## Enunciado a
Imprima sem nenhuma alteração as linhas dos dados, começando pela primeira e seguindo até a linha que contém "(0, 222), (150, 300)", com ela incluída.
━━ Texto para leitura
Antes da primeira guerra comercial de Trump com Pequim em 2018, a China comprava entre um quarto e um terço da safra americana. Desde então, a China tem tentado desenvolver alternativas. Mas apenas o Brasil conseguiu realmente aumentar significativamente o fornecimento ao mercado chinês.

A China comprou 71% de suas importações de soja no ano passado do Brasil, quando um clima quase perfeito levou a uma safra recorde.

Os Estados Unidos forneceram 21% do total de soja importada pela China no ano passado. A safra é, no entanto, a maior exportação remanescente dos Estados Unidos para a China. Pequim substituiu sistematicamente as importações de equipamentos agrícolas e outros produtos manufaturados avançados dos Estados Unidos por meio de um programa, o Made in China 2025, destinado a aumentar a autossuficiência do país.
━━━━
━━ Dados exibidos
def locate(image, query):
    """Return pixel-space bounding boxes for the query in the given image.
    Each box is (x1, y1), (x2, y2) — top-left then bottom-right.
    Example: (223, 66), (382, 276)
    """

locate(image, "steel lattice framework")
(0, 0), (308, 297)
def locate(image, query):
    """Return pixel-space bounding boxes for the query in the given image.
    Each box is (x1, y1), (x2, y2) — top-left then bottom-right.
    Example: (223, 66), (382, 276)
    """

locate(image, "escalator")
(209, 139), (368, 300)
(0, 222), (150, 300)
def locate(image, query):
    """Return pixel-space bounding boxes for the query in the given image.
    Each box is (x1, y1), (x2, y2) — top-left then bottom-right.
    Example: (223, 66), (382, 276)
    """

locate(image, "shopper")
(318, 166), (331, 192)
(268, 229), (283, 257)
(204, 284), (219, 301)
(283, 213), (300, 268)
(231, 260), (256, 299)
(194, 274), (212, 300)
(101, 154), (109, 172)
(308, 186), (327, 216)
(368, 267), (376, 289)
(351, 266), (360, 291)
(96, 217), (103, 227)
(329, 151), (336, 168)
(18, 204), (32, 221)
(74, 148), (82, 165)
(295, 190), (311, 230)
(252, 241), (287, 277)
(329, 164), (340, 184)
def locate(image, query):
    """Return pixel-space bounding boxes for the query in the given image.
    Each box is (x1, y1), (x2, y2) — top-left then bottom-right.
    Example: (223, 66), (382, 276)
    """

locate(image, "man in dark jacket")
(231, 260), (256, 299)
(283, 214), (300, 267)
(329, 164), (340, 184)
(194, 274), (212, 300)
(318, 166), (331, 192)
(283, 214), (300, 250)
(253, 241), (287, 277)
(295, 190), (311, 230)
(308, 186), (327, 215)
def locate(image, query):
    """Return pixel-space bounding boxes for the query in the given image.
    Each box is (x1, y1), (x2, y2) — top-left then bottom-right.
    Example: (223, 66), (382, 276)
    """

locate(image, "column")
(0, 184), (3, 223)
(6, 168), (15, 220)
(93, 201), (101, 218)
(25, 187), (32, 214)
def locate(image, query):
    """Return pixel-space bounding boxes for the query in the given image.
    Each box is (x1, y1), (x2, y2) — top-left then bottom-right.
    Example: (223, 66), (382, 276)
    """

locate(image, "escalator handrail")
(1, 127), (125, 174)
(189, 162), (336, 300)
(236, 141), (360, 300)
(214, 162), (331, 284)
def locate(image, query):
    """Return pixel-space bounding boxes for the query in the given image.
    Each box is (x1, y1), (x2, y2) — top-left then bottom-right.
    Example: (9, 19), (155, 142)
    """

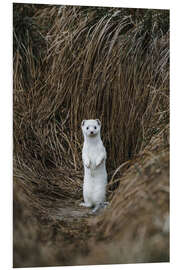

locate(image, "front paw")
(84, 160), (90, 169)
(96, 158), (104, 167)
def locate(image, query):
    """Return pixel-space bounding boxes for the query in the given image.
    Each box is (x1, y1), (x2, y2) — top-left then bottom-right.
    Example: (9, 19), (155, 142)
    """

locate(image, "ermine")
━━━━
## Enunciado b
Como fica em inglês esta frase do texto sobre a soja: "A China comprou 71% de suas importações de soja no ano passado do Brasil, quando um clima quase perfeito levou a uma safra recorde."?

## Resposta correta a
def locate(image, query):
    """Return pixel-space bounding boxes for the query in the given image.
    Each box is (x1, y1), (x2, y2) — top-left then bottom-right.
    Example: (223, 66), (382, 276)
    """

locate(image, "steel lattice framework")
(0, 0), (308, 297)
def locate(image, query):
    """Return pixel-space bounding boxes for the query in the given image.
    Each box is (x1, y1), (x2, y2) — top-left then bottom-right.
    Example: (223, 66), (382, 276)
    """

locate(image, "escalator")
(209, 139), (368, 300)
(0, 222), (150, 300)

## Resposta correta b
China bought 71% of its soybean imports last year from Brazil, when nearly perfect weather led to a record harvest.